WHAT TO PRODUCE: Extract every line of the records below that contains the string "light", matching case exactly.
━━━ MATERIAL FOR THE TASK ━━━
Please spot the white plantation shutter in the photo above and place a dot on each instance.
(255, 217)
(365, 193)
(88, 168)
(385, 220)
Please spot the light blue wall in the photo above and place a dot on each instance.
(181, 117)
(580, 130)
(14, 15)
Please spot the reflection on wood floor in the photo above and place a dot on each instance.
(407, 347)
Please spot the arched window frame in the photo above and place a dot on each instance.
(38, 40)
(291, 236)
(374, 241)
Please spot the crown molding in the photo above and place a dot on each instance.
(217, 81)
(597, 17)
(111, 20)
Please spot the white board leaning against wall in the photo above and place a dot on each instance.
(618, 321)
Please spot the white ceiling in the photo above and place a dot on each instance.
━━━
━━━ MATERIAL FOR THE TASK ━━━
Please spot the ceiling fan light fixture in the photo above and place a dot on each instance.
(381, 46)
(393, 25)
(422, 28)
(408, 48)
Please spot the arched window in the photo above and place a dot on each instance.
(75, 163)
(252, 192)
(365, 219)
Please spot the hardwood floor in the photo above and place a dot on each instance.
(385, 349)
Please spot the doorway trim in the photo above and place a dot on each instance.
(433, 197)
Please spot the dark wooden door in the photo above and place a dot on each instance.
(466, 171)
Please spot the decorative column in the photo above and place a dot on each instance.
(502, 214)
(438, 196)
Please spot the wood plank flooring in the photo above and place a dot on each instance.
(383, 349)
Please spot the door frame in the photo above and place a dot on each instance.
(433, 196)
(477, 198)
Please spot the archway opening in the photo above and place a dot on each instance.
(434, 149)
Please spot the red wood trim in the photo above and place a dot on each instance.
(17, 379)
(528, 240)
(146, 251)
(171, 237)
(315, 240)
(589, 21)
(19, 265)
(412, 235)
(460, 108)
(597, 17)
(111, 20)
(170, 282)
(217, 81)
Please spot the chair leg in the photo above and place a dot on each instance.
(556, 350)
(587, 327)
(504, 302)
━━━
THE OUTPUT:
Please spot the light blue wall in the photo above and place a dot on each instance.
Please spot the ceiling fan light fixture in the photo above and place a dot on each instance.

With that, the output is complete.